1.
El fin de la historia: un obstáculo real
La idea desarrollada por Francis
Fukuyama de que la historia se acabó es controversial y a menudo se le resta
valor, pero es necesario detenerse en ella para realizar un análisis de lo que
Lenin llamaba “el momento actual” y de las tareas que éste le impone a las
fuerzas de izquierda para la construcción del socialismo. Siendo sintéticos, el
autor postula que el capitalismo y las democracias liberales son las mejores
formas de organización social posibles –esa es la conclusión histórica tras la
caída de los “socialismos reales”-, por lo que todos los cambios en pos de
mejoras sociales deben estar dentro del marco capitalista-democrático liberal.
En este sentido, la historia habría llegado a su fin, porque no existirán
cambios revolucionarios o estructurales posibles que alteren el orden
capitalista democrático liberal; no hay nada más allá de esto, no hay
alternativas, salvo reformas que apunten a mejorar el orden social ya
existente.
Pasando a
las críticas, es cierto que Fukuyama agarra dos conceptos complejos de dos
filósofos complejos (el “fin de la historia” de Hegel y el “último hombre” de
Nietzsche) para escribir un best-seller
tremendamente pretencioso. Situarse en la cúspide del desarrollo histórico,
como un Dios que mira todo desde las alturas del Olimpo, pensando que ya todo está dicho, además de soberbio, tiene
una connotación religiosa innegable (la de juzgar a la humanidad desde una
posición que está por encima de la humanidad, en este caso, desde la conclusión
de la historia; aquella posición en que descansa todo lo que la humanidad ha
construido a lo largo de su desarrollo).
En virtud de
lo anterior, pareciera que la tesis de Fukuyama no merece mayor atención, ya
que nadie puede afirmar con semejante certeza que no hay nada más allá del
capitalismo y de las democracias liberales. A menos que el señor Fukuyama haya
viajado a todos los futuros posibles y visto con sus ojos que en el año 4 mil y
en el 10 mil seguiremos igual, resulta imposible ser tan enfático en señalar
que no hay formas mejores de organizar las sociedades (posiblemente en la
sociedad esclavista o feudal jamás pensaron que podría existir otro modo de
organizar la sociedad). Y, por lo demás, creer en que la historia tiene una
conclusión, creer en una teleología, en que la historia se dirige a un destino,
nos enreda en un problema religioso que nos aleja del problema real a resolver.

++++++++++

Objetivo del ejercicio:
Responde estas preguntas a partir del pasaje citado.
1. ¿Qué dos formas de organización social postula Fukuyama como las mejores posibles?
2. ¿De qué filósofo proviene el concepto de "fin de la historia" y de cuál el de "último hombre"?
3. ¿Qué dos tipos de sociedad se mencionan como ejemplos de sociedades que posiblemente nunca pensaron que podría existir otro modo de organizarse?

++++++++++

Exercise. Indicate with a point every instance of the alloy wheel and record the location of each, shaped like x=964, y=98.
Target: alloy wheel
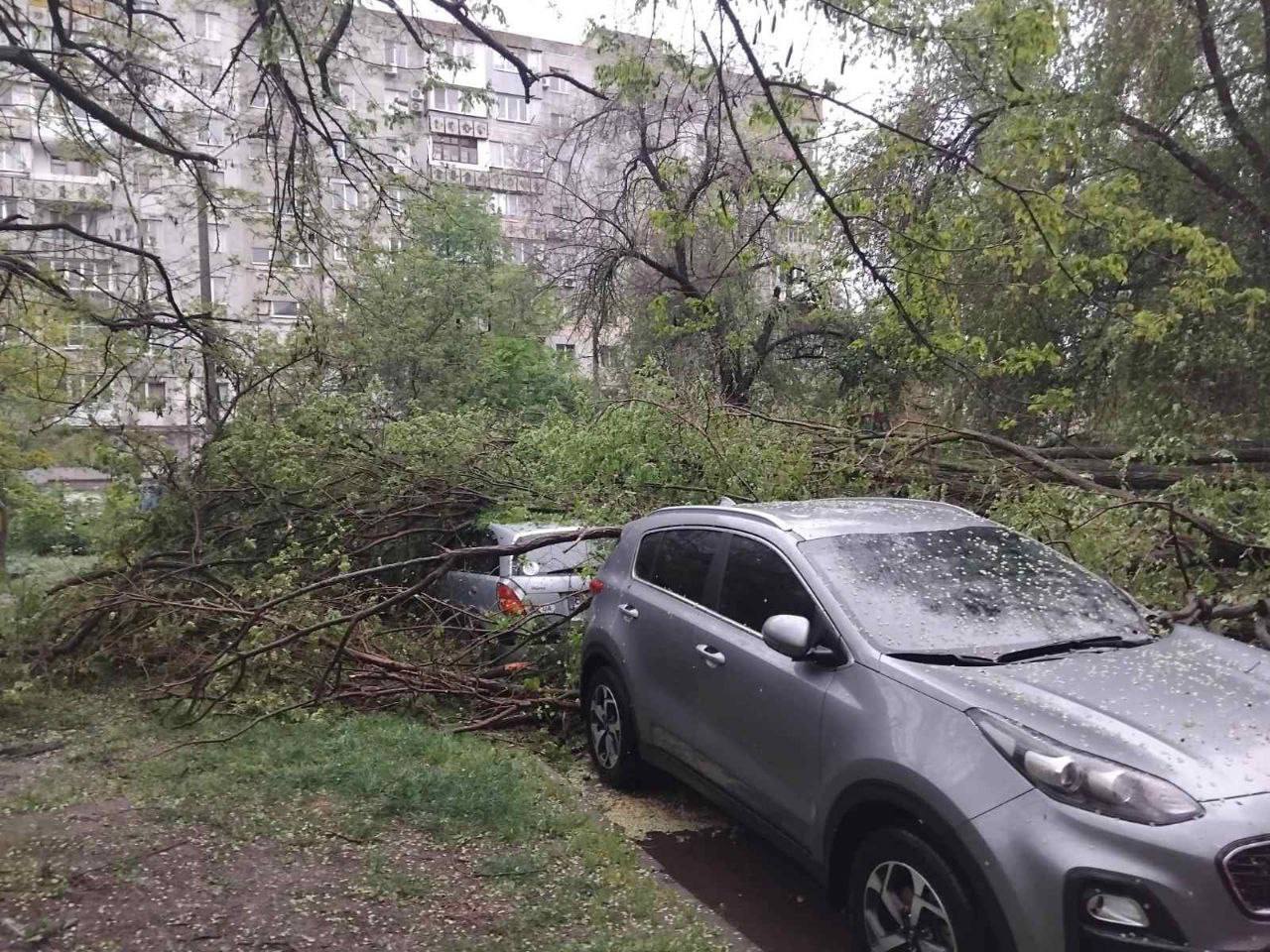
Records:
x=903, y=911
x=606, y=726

++++++++++

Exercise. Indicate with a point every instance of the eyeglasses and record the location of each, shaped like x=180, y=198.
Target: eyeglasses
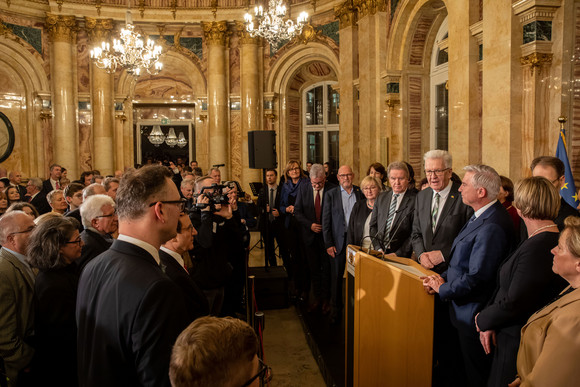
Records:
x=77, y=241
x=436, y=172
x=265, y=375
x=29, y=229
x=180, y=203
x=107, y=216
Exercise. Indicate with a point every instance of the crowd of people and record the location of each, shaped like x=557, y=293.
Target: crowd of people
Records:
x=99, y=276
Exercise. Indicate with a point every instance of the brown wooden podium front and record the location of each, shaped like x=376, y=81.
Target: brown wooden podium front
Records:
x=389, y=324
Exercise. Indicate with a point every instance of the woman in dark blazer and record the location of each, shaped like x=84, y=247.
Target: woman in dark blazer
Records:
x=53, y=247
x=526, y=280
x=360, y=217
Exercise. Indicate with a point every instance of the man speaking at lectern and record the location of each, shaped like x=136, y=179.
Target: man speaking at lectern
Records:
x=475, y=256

++++++++++

Respuesta final:
1. El capitalismo y las democracias liberales.
2. El "fin de la historia" proviene de Hegel y el "último hombre", de Nietzsche.
3. La sociedad esclavista y la feudal.